____ Dataset

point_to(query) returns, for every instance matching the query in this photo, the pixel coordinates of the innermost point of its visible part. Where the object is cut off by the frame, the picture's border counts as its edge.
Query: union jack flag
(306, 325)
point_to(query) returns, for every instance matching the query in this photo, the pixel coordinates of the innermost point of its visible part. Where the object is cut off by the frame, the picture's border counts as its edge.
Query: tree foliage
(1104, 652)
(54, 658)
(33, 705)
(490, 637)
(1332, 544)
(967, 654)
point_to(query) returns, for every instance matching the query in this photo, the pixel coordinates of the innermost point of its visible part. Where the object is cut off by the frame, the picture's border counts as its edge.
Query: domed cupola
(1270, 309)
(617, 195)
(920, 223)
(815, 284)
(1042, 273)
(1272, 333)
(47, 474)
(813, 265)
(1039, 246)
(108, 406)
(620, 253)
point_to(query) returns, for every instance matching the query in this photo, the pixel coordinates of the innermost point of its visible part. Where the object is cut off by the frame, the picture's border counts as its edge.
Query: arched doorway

________

Work instruction: Take the material above and reproduce it word for word.

Solved problem:
point_to(query) returns, for every instance matching the query in this photo, the pixel coordinates of the innermost point of its visible part. Where the object is cut off by the frame, the picture's border counts as its edge.
Query: union jack flag
(306, 325)
point_to(query) returns, for every instance matching the query in this photo, the pixel coordinates of the innermost point of its visible part. Where the object is cut off by the frame, the picture's border counts as its edge.
Query: tree foliage
(1104, 652)
(54, 658)
(33, 705)
(490, 637)
(1332, 544)
(967, 654)
point_to(query) returns, for every instance matching the query in this photo, the pixel coordinates of the innermost point of its visible part. Where the object is cut off by the frame, the picture's border counts as its edge.
Query: domed cupola
(1270, 309)
(617, 195)
(920, 223)
(815, 284)
(1042, 273)
(1272, 333)
(47, 474)
(813, 265)
(1039, 246)
(108, 406)
(620, 253)
point_to(query) returns, for every instance matching the query in this photo, the pixel coordinates of the innermost point of its visible part. Where the object is cut off by the frame, the picture's border counts as its edge.
Query: arched doorway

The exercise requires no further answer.